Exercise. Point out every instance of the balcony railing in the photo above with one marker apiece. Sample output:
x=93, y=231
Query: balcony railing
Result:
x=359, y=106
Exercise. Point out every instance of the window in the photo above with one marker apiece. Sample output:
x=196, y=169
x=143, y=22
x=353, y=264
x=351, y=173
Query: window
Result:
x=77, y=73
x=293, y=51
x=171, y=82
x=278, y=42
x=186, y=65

:::

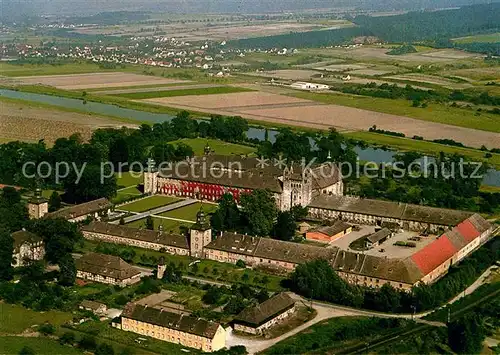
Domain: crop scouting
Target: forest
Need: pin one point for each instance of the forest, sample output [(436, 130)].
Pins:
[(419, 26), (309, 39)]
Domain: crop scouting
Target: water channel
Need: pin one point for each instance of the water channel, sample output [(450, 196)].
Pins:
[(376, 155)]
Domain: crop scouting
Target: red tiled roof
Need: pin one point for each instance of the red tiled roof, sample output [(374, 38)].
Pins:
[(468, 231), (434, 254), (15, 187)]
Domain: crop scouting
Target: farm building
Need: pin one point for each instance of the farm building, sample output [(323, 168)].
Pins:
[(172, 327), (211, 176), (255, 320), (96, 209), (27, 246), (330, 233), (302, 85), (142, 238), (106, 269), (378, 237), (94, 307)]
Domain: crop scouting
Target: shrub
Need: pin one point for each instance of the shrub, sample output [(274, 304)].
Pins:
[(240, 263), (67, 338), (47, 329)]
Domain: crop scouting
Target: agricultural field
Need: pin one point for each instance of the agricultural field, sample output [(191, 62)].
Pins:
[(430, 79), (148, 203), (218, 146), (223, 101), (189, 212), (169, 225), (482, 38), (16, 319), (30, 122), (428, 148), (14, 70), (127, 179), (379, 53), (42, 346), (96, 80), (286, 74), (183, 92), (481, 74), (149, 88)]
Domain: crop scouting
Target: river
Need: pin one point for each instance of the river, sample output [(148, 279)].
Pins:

:::

Task to complete –
Count the lines in the entries above that contain the string "tiled", matching case exactly, and reply with only that number.

Solution –
2